Aim of the exercise.
Write the data out again, character for character, with no images.

Recorded data.
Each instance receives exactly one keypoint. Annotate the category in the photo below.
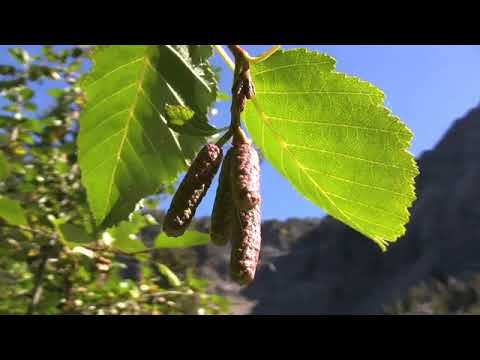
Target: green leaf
(125, 234)
(12, 212)
(332, 137)
(4, 167)
(221, 96)
(30, 106)
(190, 238)
(20, 55)
(178, 115)
(126, 149)
(169, 275)
(7, 70)
(183, 120)
(72, 235)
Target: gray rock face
(332, 269)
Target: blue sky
(428, 87)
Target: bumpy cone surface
(223, 207)
(246, 237)
(192, 190)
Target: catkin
(245, 173)
(192, 190)
(246, 242)
(246, 234)
(223, 207)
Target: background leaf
(12, 212)
(331, 136)
(4, 167)
(190, 238)
(125, 234)
(72, 235)
(126, 149)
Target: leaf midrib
(282, 141)
(122, 142)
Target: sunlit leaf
(332, 137)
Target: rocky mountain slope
(320, 266)
(335, 270)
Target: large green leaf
(126, 149)
(332, 137)
(12, 212)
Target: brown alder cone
(223, 207)
(245, 173)
(192, 190)
(246, 236)
(246, 243)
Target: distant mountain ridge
(335, 270)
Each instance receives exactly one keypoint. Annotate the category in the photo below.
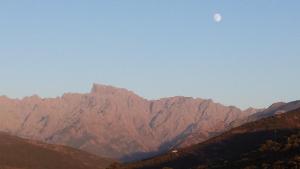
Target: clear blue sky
(157, 48)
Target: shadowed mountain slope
(272, 142)
(115, 122)
(17, 153)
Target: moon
(217, 17)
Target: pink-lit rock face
(115, 122)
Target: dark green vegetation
(273, 142)
(17, 153)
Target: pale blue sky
(157, 48)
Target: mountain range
(116, 123)
(271, 142)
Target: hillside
(17, 153)
(272, 142)
(140, 127)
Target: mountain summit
(115, 122)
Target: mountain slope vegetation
(272, 142)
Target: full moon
(217, 17)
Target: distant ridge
(117, 123)
(272, 142)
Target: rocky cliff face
(115, 122)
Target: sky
(156, 48)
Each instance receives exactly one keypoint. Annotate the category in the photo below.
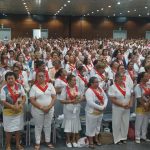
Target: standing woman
(42, 97)
(60, 83)
(71, 99)
(13, 99)
(142, 95)
(96, 103)
(121, 97)
(81, 79)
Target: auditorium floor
(128, 146)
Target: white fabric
(120, 116)
(13, 123)
(141, 125)
(120, 123)
(93, 124)
(81, 85)
(93, 102)
(71, 122)
(42, 121)
(43, 98)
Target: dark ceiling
(133, 8)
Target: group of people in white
(63, 75)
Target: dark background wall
(78, 27)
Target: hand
(45, 109)
(125, 106)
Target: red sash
(82, 78)
(19, 80)
(72, 67)
(47, 79)
(101, 75)
(120, 89)
(124, 78)
(98, 95)
(88, 67)
(71, 97)
(63, 79)
(131, 73)
(146, 90)
(43, 89)
(13, 95)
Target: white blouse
(114, 92)
(43, 98)
(92, 101)
(61, 84)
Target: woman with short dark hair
(96, 103)
(13, 100)
(142, 95)
(42, 97)
(121, 97)
(71, 98)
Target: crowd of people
(63, 75)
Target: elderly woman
(42, 97)
(71, 97)
(142, 95)
(122, 98)
(60, 83)
(13, 99)
(96, 103)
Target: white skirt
(93, 124)
(71, 122)
(13, 123)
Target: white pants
(120, 123)
(93, 124)
(42, 121)
(141, 125)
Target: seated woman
(13, 99)
(96, 103)
(42, 98)
(71, 99)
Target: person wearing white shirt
(142, 95)
(122, 98)
(70, 98)
(59, 84)
(96, 103)
(42, 98)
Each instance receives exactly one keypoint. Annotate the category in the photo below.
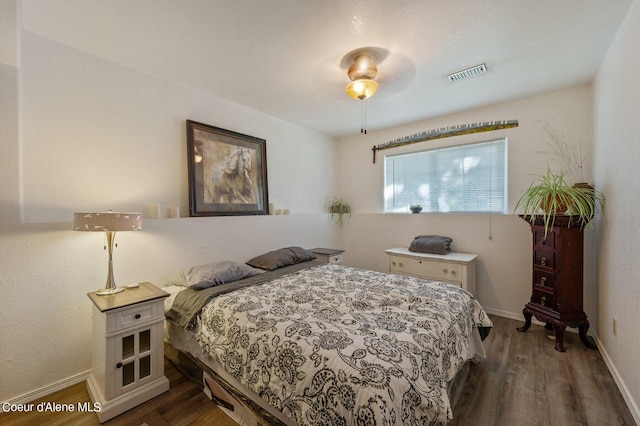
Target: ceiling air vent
(469, 72)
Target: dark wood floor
(523, 381)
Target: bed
(298, 342)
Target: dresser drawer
(544, 279)
(540, 240)
(140, 314)
(433, 270)
(544, 298)
(545, 259)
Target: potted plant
(550, 195)
(338, 208)
(415, 208)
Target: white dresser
(453, 268)
(128, 351)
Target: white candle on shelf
(155, 211)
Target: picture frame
(227, 172)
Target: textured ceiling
(285, 58)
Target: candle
(155, 211)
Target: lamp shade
(107, 221)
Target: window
(466, 178)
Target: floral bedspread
(336, 345)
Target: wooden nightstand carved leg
(559, 328)
(583, 327)
(528, 313)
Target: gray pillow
(282, 257)
(204, 276)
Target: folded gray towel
(434, 244)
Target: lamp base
(108, 291)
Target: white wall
(617, 153)
(502, 241)
(86, 134)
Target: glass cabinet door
(134, 351)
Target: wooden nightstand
(328, 255)
(454, 268)
(128, 352)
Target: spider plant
(550, 195)
(338, 208)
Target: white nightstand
(128, 352)
(328, 255)
(453, 268)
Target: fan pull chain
(363, 116)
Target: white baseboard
(633, 406)
(49, 389)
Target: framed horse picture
(227, 172)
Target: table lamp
(109, 223)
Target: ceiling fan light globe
(362, 67)
(362, 88)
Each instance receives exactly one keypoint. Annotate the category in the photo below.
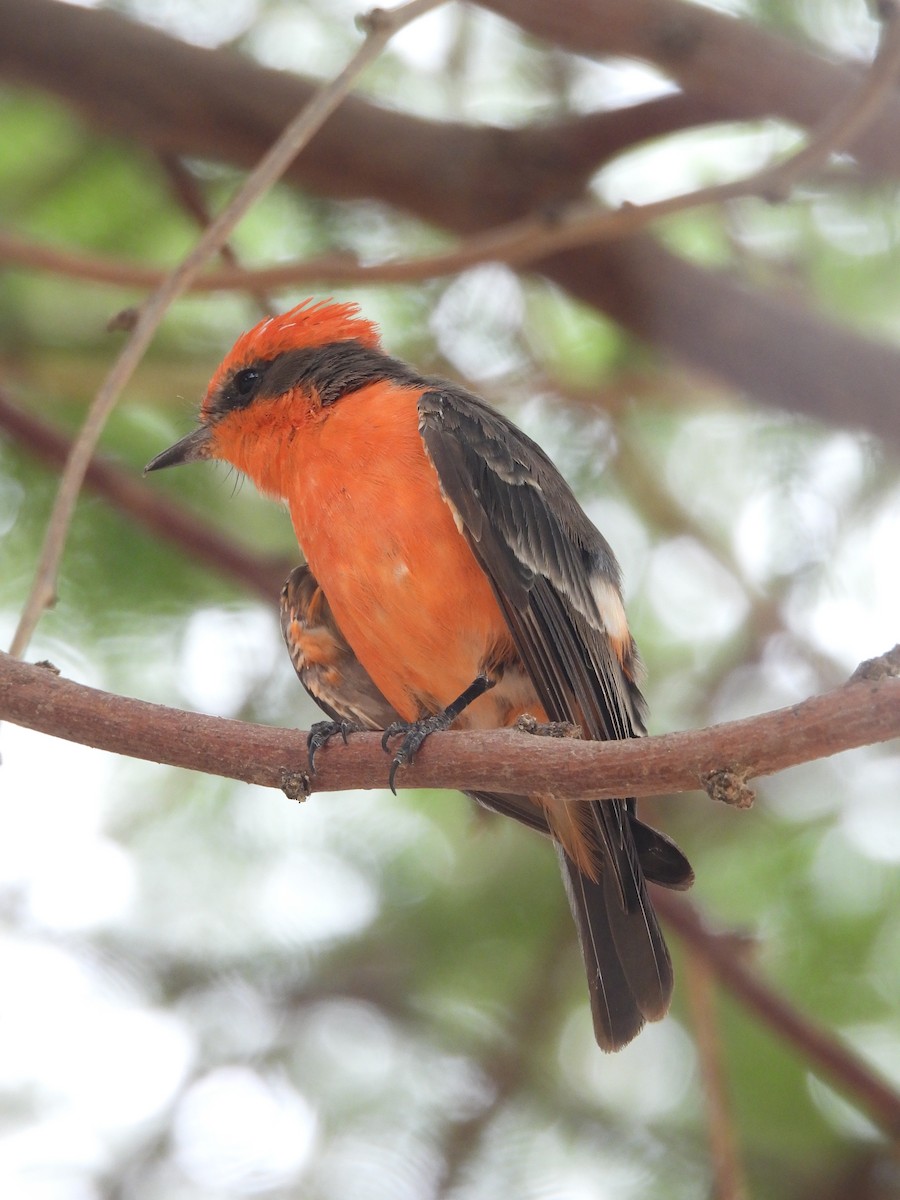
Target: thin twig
(820, 1048)
(161, 516)
(730, 1183)
(381, 27)
(522, 241)
(187, 190)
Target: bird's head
(311, 354)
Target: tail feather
(629, 970)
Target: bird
(451, 579)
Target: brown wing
(557, 582)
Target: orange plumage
(460, 575)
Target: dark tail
(628, 965)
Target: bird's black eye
(245, 382)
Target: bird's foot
(322, 732)
(414, 735)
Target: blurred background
(208, 990)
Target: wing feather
(547, 565)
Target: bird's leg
(415, 732)
(322, 732)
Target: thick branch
(859, 713)
(729, 63)
(216, 105)
(816, 1044)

Reply to the task.
Each instance receives exactly one keypoint. Annotate the category in the photo below.
Target: green leaf
(125, 234)
(12, 212)
(332, 137)
(4, 167)
(221, 96)
(30, 106)
(190, 238)
(20, 55)
(178, 115)
(126, 149)
(169, 275)
(7, 70)
(183, 120)
(72, 235)
Target: gray rock face
(332, 269)
Target: blue sky
(428, 87)
Target: bumpy cone surface
(223, 207)
(246, 237)
(192, 190)
Target: catkin
(245, 173)
(192, 190)
(246, 242)
(246, 234)
(223, 207)
Target: background leaf
(12, 212)
(331, 136)
(4, 167)
(190, 238)
(125, 234)
(72, 235)
(126, 149)
Target: leaf midrib
(282, 141)
(122, 142)
Target: sunlit leaf
(332, 137)
Target: rocky mountain slope
(320, 266)
(335, 270)
Target: large green leaf
(126, 149)
(332, 137)
(12, 212)
Target: brown alder cone
(223, 207)
(245, 173)
(192, 190)
(246, 236)
(246, 243)
Target: distant mountain ridge
(335, 270)
Each instance receives exactly one keypoint. Annotate the category in the photo below.
Target: clear blue sky
(157, 48)
Target: shadowed mountain slope
(272, 142)
(115, 122)
(17, 153)
Target: moon
(217, 17)
Target: pink-lit rock face
(115, 122)
Target: dark green vegetation
(273, 142)
(17, 153)
Target: pale blue sky
(157, 48)
Target: mountain range
(116, 123)
(271, 142)
Target: hillside
(17, 153)
(272, 142)
(140, 127)
Target: mountain summit
(115, 122)
Target: mountain slope vegetation
(272, 142)
Target: full moon
(217, 17)
Target: distant ridge
(117, 123)
(272, 142)
Target: rocky cliff face
(115, 122)
Target: sky
(156, 48)
Each instance receives exactly one keypoint. Annotate the category in the photo below.
Target: standing woman
(42, 97)
(60, 83)
(71, 99)
(13, 99)
(142, 95)
(96, 103)
(121, 97)
(81, 79)
Target: auditorium floor
(128, 146)
Target: white fabric
(120, 116)
(13, 123)
(141, 125)
(120, 123)
(93, 124)
(81, 85)
(93, 102)
(71, 122)
(42, 121)
(43, 98)
Target: dark ceiling
(133, 8)
Target: group of people in white
(63, 75)
Target: dark background wall
(78, 27)
Target: hand
(45, 109)
(125, 106)
Target: red sash
(82, 78)
(19, 80)
(72, 67)
(47, 79)
(101, 75)
(120, 89)
(124, 78)
(98, 95)
(88, 67)
(71, 97)
(63, 79)
(131, 73)
(146, 90)
(43, 89)
(13, 95)
Target: white blouse
(114, 92)
(43, 98)
(92, 101)
(61, 84)
Target: woman with short dark hair
(96, 103)
(13, 100)
(142, 95)
(42, 97)
(121, 97)
(71, 98)
Target: crowd of people
(63, 75)
Target: elderly woman
(42, 97)
(71, 97)
(142, 95)
(122, 98)
(60, 83)
(13, 99)
(96, 103)
Target: white skirt
(93, 124)
(71, 122)
(13, 123)
Target: white pants
(120, 123)
(93, 124)
(42, 121)
(141, 125)
Target: seated woman
(13, 99)
(96, 103)
(42, 98)
(71, 99)
Target: person wearing white shirt
(142, 95)
(122, 98)
(70, 98)
(59, 84)
(96, 103)
(42, 98)
Each instance receives exactly one keypoint. Annotate the category in the photo below.
Target: ceiling air vent
(469, 72)
Target: dark wood floor
(523, 381)
Target: bed
(298, 342)
Target: dresser drawer
(544, 279)
(540, 240)
(140, 314)
(433, 270)
(544, 298)
(545, 259)
Target: potted plant
(550, 195)
(338, 208)
(415, 208)
Target: white dresser
(453, 268)
(128, 351)
Target: white candle on shelf
(155, 211)
Target: picture frame
(227, 172)
Target: textured ceiling
(285, 58)
Target: candle
(155, 211)
Target: lamp shade
(107, 221)
Target: window
(466, 178)
Target: floral bedspread
(336, 345)
Target: wooden nightstand carved leg
(559, 328)
(583, 327)
(528, 313)
Target: gray pillow
(282, 257)
(204, 276)
Target: folded gray towel
(434, 244)
Target: lamp base
(108, 291)
Target: white wall
(617, 153)
(502, 241)
(86, 134)
Target: glass cabinet door
(134, 351)
Target: wooden nightstand
(328, 255)
(454, 268)
(128, 352)
Target: spider plant
(550, 195)
(338, 208)
Target: white nightstand
(128, 352)
(328, 255)
(453, 268)
Target: fan pull chain
(363, 116)
Target: white baseboard
(633, 406)
(49, 389)
Target: framed horse picture
(227, 172)
Target: table lamp
(109, 223)
Target: ceiling fan light globe
(362, 67)
(362, 88)
Each instance receives exactly one keypoint. Annotate the category in the photo below.
Target: thin twig
(820, 1048)
(161, 516)
(730, 1183)
(381, 27)
(522, 241)
(187, 190)
Target: bird's head
(311, 354)
Target: tail feather
(629, 970)
Target: bird
(451, 579)
Target: brown wing
(557, 582)
Target: orange plumage
(460, 575)
Target: dark tail
(628, 965)
Target: bird's black eye
(245, 382)
Target: bird's foot
(322, 732)
(414, 735)
Target: blurred background
(208, 990)
Target: wing feather
(547, 565)
Target: bird's leg
(415, 732)
(322, 732)
Target: thick branch
(859, 713)
(729, 63)
(216, 105)
(816, 1044)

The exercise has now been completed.